__Challenge__: Rewrite the records from the line containing "Where can the tall" through the end of the records as a two-column CSV with the header prompt_text,answer_text. Give one row per prompt_text entry, pair it with its full answer, quote each field, replace line breaks with spaces, and leave the pictures out.

------------------------------------------------------------------------

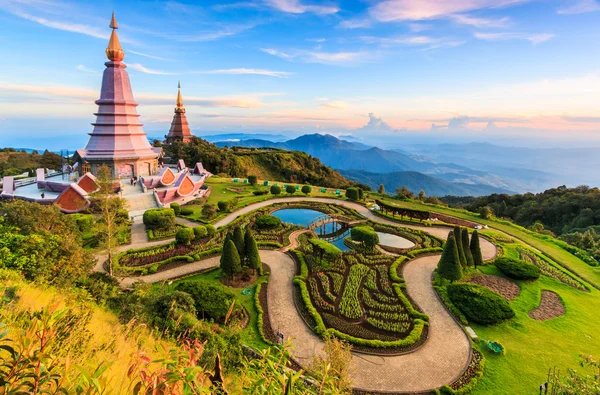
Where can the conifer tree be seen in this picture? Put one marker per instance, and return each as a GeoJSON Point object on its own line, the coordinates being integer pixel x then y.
{"type": "Point", "coordinates": [230, 260]}
{"type": "Point", "coordinates": [252, 256]}
{"type": "Point", "coordinates": [238, 240]}
{"type": "Point", "coordinates": [476, 249]}
{"type": "Point", "coordinates": [449, 265]}
{"type": "Point", "coordinates": [458, 239]}
{"type": "Point", "coordinates": [466, 247]}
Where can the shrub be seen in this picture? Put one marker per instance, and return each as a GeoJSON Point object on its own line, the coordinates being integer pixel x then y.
{"type": "Point", "coordinates": [187, 211]}
{"type": "Point", "coordinates": [517, 269]}
{"type": "Point", "coordinates": [267, 221]}
{"type": "Point", "coordinates": [159, 218]}
{"type": "Point", "coordinates": [210, 300]}
{"type": "Point", "coordinates": [200, 232]}
{"type": "Point", "coordinates": [352, 194]}
{"type": "Point", "coordinates": [184, 236]}
{"type": "Point", "coordinates": [479, 304]}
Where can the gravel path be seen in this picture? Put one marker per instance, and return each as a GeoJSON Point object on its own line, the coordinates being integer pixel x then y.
{"type": "Point", "coordinates": [441, 360]}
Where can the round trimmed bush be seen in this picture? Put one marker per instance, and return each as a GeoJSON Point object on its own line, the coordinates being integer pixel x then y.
{"type": "Point", "coordinates": [479, 304]}
{"type": "Point", "coordinates": [184, 236]}
{"type": "Point", "coordinates": [267, 221]}
{"type": "Point", "coordinates": [200, 232]}
{"type": "Point", "coordinates": [517, 269]}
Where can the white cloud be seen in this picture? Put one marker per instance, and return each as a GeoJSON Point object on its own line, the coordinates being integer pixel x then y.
{"type": "Point", "coordinates": [479, 22]}
{"type": "Point", "coordinates": [143, 69]}
{"type": "Point", "coordinates": [242, 71]}
{"type": "Point", "coordinates": [335, 105]}
{"type": "Point", "coordinates": [406, 10]}
{"type": "Point", "coordinates": [355, 23]}
{"type": "Point", "coordinates": [297, 7]}
{"type": "Point", "coordinates": [580, 7]}
{"type": "Point", "coordinates": [533, 38]}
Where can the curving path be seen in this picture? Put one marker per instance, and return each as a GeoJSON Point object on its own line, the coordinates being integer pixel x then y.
{"type": "Point", "coordinates": [441, 360]}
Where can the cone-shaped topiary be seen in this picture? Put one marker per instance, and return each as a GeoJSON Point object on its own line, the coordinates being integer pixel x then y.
{"type": "Point", "coordinates": [449, 265]}
{"type": "Point", "coordinates": [466, 248]}
{"type": "Point", "coordinates": [230, 260]}
{"type": "Point", "coordinates": [461, 253]}
{"type": "Point", "coordinates": [476, 249]}
{"type": "Point", "coordinates": [252, 256]}
{"type": "Point", "coordinates": [238, 240]}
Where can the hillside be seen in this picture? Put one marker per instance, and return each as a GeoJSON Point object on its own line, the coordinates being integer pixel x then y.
{"type": "Point", "coordinates": [416, 181]}
{"type": "Point", "coordinates": [268, 164]}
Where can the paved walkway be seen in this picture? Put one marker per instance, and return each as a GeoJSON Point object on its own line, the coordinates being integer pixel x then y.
{"type": "Point", "coordinates": [441, 360]}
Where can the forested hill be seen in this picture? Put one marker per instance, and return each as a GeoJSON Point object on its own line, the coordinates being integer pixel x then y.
{"type": "Point", "coordinates": [571, 213]}
{"type": "Point", "coordinates": [265, 163]}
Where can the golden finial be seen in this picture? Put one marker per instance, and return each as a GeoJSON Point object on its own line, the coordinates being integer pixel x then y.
{"type": "Point", "coordinates": [179, 102]}
{"type": "Point", "coordinates": [114, 51]}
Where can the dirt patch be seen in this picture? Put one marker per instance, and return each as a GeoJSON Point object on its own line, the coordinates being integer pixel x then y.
{"type": "Point", "coordinates": [505, 288]}
{"type": "Point", "coordinates": [550, 307]}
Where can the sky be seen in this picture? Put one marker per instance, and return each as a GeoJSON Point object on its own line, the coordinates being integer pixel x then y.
{"type": "Point", "coordinates": [512, 72]}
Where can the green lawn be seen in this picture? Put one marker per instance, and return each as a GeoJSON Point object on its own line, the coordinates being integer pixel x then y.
{"type": "Point", "coordinates": [249, 335]}
{"type": "Point", "coordinates": [591, 274]}
{"type": "Point", "coordinates": [532, 347]}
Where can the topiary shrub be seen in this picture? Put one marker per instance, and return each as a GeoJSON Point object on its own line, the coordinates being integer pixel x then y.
{"type": "Point", "coordinates": [479, 304]}
{"type": "Point", "coordinates": [517, 269]}
{"type": "Point", "coordinates": [159, 218]}
{"type": "Point", "coordinates": [184, 236]}
{"type": "Point", "coordinates": [200, 232]}
{"type": "Point", "coordinates": [267, 221]}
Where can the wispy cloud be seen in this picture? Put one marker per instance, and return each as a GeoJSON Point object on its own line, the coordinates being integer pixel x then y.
{"type": "Point", "coordinates": [335, 105]}
{"type": "Point", "coordinates": [355, 23]}
{"type": "Point", "coordinates": [580, 7]}
{"type": "Point", "coordinates": [406, 10]}
{"type": "Point", "coordinates": [245, 71]}
{"type": "Point", "coordinates": [297, 7]}
{"type": "Point", "coordinates": [533, 38]}
{"type": "Point", "coordinates": [143, 69]}
{"type": "Point", "coordinates": [479, 22]}
{"type": "Point", "coordinates": [145, 55]}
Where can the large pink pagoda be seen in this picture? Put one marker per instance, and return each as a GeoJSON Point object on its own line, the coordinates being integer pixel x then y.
{"type": "Point", "coordinates": [180, 129]}
{"type": "Point", "coordinates": [118, 139]}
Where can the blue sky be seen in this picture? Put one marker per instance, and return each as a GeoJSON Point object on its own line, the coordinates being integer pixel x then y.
{"type": "Point", "coordinates": [506, 71]}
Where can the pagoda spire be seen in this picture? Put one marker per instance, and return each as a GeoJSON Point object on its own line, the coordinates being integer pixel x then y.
{"type": "Point", "coordinates": [114, 52]}
{"type": "Point", "coordinates": [179, 101]}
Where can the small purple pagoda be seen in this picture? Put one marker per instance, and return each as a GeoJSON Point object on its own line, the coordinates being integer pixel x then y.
{"type": "Point", "coordinates": [118, 139]}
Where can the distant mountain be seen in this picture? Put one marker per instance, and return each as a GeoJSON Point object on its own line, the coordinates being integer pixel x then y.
{"type": "Point", "coordinates": [416, 181]}
{"type": "Point", "coordinates": [346, 155]}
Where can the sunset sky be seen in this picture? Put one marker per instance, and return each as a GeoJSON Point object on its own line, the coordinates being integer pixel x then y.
{"type": "Point", "coordinates": [506, 71]}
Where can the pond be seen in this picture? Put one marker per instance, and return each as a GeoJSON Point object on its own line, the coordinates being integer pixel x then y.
{"type": "Point", "coordinates": [388, 239]}
{"type": "Point", "coordinates": [332, 232]}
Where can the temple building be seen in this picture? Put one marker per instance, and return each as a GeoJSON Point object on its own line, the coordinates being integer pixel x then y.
{"type": "Point", "coordinates": [180, 129]}
{"type": "Point", "coordinates": [117, 139]}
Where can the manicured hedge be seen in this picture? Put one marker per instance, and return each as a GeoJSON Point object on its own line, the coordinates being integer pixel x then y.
{"type": "Point", "coordinates": [517, 269]}
{"type": "Point", "coordinates": [479, 304]}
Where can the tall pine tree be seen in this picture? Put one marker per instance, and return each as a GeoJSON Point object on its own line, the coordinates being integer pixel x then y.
{"type": "Point", "coordinates": [252, 256]}
{"type": "Point", "coordinates": [230, 260]}
{"type": "Point", "coordinates": [466, 248]}
{"type": "Point", "coordinates": [238, 240]}
{"type": "Point", "coordinates": [476, 249]}
{"type": "Point", "coordinates": [458, 239]}
{"type": "Point", "coordinates": [449, 266]}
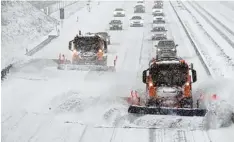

------------------------------------------------------------------------

__Finished exercise__:
prompt_text,answer_text
"Where can the tall pine tree be seen in this picture? Put one marker per instance, and return each as a GeoJSON Point object on its own line, the coordinates being integer pixel x then y.","{""type"": ""Point"", ""coordinates"": [252, 256]} {""type"": ""Point"", ""coordinates"": [230, 260]} {""type"": ""Point"", ""coordinates"": [466, 248]} {""type"": ""Point"", ""coordinates"": [238, 240]} {""type"": ""Point"", ""coordinates"": [476, 249]} {""type"": ""Point"", ""coordinates"": [458, 239]} {""type"": ""Point"", ""coordinates"": [449, 266]}"